### Given entries:
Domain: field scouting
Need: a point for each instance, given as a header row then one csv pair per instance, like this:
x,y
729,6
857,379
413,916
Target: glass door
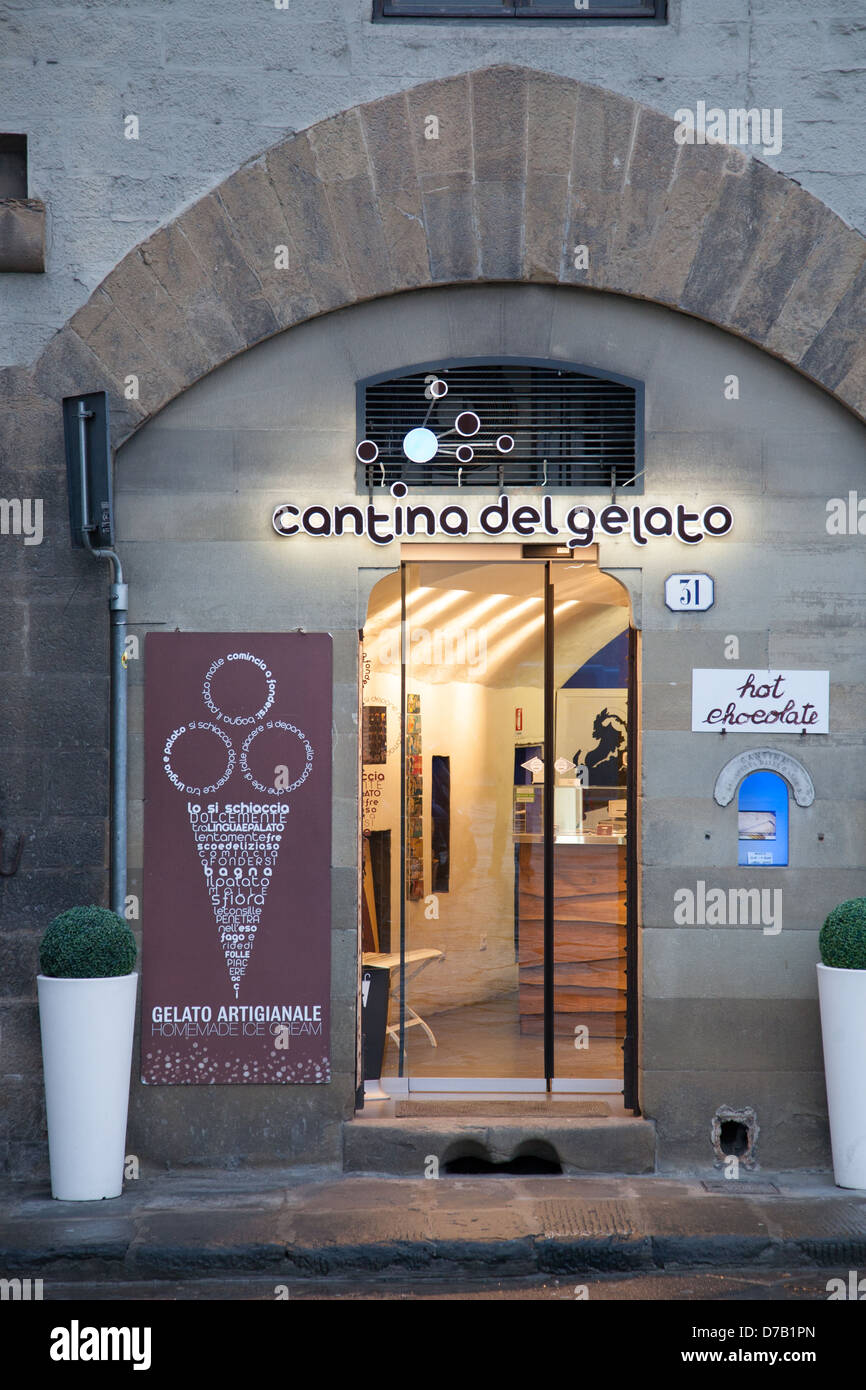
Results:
x,y
494,876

### Given request:
Copy all of the records above word for word, leaving out the pictures.

### Output for this task:
Domain: field scouting
Need: a point for each instance, given as a header row then one csv pair per instance, like this:
x,y
729,6
857,379
413,916
Target: glass door
Results:
x,y
494,876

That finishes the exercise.